## WHAT IS EXPECTED
Please retype, unchanged, the stretch of the entries below from the line containing "Query: gray hair" through the end of the entries.

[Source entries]
** Start **

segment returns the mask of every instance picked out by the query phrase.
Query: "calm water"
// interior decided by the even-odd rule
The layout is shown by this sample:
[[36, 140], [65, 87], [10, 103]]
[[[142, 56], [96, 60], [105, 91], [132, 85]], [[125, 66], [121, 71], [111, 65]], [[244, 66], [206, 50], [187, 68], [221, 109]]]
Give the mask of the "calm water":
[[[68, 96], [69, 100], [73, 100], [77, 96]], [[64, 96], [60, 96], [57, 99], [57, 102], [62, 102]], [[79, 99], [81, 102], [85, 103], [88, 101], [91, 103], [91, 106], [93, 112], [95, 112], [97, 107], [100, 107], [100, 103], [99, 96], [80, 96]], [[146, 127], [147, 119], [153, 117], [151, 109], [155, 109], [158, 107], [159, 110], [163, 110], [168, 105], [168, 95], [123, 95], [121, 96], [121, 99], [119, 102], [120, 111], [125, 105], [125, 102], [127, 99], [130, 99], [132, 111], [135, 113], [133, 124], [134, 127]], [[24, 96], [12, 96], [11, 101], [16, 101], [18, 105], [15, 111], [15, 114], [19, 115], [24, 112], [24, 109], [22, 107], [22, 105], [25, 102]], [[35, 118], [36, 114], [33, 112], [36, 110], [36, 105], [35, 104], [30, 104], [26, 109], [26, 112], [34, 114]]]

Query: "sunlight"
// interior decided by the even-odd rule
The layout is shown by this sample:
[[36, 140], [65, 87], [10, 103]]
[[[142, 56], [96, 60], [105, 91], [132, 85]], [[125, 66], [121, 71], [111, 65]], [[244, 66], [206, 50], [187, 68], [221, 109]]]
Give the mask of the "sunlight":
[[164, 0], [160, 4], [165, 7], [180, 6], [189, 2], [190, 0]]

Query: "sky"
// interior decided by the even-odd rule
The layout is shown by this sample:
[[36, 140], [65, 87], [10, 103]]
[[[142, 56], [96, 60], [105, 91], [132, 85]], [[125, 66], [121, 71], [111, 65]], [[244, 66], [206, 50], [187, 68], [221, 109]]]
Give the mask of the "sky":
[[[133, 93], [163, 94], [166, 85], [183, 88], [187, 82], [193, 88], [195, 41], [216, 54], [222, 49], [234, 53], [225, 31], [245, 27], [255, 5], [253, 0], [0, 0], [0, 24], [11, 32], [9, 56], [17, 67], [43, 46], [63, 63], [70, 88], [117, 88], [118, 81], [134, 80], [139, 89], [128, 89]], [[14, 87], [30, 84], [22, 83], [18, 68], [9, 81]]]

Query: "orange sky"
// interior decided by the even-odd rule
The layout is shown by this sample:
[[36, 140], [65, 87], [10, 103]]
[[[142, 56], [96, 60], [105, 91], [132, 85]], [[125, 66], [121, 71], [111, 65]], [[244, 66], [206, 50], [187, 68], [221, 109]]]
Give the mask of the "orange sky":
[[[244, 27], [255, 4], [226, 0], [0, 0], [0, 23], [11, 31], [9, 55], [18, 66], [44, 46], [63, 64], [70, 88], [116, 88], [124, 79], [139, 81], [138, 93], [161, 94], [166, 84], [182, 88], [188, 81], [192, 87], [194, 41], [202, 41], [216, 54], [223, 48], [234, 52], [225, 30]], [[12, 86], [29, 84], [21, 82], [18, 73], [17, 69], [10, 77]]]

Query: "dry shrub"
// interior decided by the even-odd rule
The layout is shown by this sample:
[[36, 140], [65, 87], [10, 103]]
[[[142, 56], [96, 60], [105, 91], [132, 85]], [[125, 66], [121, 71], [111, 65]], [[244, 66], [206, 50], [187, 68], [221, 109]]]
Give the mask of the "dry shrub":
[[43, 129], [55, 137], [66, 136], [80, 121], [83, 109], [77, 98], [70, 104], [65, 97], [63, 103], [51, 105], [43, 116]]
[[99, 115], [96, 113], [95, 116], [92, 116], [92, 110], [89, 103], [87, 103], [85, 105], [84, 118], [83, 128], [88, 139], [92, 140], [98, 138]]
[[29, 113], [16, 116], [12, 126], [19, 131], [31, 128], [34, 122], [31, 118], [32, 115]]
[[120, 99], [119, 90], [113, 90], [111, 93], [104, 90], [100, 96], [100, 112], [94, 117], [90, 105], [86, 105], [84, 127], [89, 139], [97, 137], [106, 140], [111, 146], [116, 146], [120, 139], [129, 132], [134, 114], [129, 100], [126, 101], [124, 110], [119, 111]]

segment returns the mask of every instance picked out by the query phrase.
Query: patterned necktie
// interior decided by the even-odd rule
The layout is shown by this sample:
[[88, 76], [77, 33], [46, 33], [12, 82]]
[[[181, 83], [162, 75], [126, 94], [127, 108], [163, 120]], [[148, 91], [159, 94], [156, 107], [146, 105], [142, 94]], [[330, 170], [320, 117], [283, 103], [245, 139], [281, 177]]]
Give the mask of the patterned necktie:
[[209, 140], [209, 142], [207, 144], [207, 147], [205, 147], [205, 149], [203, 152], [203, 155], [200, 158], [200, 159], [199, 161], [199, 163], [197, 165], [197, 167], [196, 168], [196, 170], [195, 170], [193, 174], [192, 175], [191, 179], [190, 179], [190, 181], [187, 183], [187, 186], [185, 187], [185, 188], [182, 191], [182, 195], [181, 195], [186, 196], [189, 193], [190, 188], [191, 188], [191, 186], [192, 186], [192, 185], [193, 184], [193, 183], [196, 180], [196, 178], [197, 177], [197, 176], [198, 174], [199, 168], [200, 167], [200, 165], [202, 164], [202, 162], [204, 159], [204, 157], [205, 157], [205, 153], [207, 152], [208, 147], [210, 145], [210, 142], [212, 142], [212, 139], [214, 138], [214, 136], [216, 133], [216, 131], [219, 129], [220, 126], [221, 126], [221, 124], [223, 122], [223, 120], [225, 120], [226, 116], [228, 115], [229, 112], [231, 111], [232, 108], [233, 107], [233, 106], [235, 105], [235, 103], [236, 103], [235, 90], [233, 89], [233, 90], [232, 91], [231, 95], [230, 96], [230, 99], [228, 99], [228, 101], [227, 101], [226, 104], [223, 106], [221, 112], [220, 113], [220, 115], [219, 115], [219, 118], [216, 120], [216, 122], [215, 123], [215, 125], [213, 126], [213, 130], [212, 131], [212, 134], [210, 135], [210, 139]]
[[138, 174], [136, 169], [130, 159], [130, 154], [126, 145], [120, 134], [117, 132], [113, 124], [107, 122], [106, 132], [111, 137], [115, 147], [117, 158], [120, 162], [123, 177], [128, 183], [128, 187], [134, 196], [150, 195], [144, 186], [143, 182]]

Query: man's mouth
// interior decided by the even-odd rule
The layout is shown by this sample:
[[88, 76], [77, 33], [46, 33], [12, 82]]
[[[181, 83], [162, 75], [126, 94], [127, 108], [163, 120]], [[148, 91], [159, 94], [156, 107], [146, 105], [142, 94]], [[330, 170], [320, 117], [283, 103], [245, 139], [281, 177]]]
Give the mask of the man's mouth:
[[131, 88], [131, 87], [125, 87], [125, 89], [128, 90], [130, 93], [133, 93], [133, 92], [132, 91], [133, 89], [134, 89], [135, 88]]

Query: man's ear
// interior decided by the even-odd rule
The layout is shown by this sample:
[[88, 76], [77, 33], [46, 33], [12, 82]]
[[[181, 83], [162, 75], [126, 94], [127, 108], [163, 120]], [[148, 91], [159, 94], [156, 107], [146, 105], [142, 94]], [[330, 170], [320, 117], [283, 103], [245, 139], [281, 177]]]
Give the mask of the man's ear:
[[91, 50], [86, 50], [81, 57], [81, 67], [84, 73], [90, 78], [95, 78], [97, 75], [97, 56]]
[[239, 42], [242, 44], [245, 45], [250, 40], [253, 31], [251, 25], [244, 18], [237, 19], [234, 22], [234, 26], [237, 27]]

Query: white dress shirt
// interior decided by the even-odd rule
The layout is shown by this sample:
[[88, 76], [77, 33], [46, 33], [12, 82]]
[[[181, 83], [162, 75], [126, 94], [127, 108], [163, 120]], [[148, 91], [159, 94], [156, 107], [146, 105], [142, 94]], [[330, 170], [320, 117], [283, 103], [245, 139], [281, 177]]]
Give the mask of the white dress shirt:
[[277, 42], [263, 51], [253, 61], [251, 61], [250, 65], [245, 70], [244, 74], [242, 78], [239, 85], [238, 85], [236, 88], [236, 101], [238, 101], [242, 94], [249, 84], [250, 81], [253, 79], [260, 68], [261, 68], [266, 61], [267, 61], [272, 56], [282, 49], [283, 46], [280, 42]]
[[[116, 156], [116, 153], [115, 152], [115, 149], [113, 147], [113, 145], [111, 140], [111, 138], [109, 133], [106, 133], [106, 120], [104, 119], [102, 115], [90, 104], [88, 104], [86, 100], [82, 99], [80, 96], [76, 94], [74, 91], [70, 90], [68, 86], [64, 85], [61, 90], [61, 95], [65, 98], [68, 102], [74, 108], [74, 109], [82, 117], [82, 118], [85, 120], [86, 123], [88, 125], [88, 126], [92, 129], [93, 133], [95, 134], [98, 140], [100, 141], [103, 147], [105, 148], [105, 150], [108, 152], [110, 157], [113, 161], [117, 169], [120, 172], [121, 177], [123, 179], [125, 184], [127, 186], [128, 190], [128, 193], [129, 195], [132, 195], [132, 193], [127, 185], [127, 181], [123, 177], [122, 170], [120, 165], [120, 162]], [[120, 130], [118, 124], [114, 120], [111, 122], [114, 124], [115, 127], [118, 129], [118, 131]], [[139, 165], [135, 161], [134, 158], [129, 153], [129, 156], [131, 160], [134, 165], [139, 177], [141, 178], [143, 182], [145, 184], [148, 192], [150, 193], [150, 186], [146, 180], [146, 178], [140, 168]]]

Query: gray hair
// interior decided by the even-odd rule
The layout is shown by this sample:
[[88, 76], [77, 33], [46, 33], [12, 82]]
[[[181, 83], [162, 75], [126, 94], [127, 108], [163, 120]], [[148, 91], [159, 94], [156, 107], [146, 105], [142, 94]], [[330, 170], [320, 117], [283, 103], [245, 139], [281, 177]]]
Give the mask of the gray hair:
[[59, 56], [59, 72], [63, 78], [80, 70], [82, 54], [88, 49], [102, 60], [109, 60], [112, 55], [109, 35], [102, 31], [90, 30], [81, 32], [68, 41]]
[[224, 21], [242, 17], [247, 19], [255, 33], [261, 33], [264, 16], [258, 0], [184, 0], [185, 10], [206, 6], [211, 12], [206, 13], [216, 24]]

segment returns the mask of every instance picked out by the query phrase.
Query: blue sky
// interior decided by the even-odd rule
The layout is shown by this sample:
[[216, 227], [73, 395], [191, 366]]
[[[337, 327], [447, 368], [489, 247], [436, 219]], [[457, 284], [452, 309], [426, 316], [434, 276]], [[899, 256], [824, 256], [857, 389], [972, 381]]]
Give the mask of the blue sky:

** End **

## REPLY TO THE TASK
Query: gray hair
// interior decided by the even-odd rule
The layout is shown by this sample:
[[88, 76], [77, 33], [46, 33], [12, 82]]
[[[181, 83], [162, 75], [126, 94], [127, 108], [163, 120]], [[148, 91], [159, 94], [156, 107], [146, 105], [142, 94]], [[330, 170], [320, 117], [283, 103], [245, 139], [281, 177]]]
Give the mask of the gray hair:
[[59, 56], [59, 72], [63, 78], [80, 70], [82, 54], [88, 49], [102, 60], [109, 60], [112, 55], [109, 35], [102, 31], [90, 30], [81, 32], [68, 41]]
[[224, 21], [242, 17], [247, 19], [255, 33], [261, 33], [264, 16], [258, 0], [184, 0], [185, 10], [206, 6], [211, 12], [206, 13], [216, 24]]

segment returns the mask of every instance picked out by the query phrase.
Query: blue sky
// interior decided by the even-odd rule
The layout is shown by this sample:
[[216, 227], [73, 395], [191, 366]]
[[[337, 327], [447, 368], [489, 247], [436, 219]], [[457, 284], [452, 309], [426, 316], [434, 276]], [[899, 256], [824, 256], [857, 389], [972, 381]]]
Give the mask of the blue sky:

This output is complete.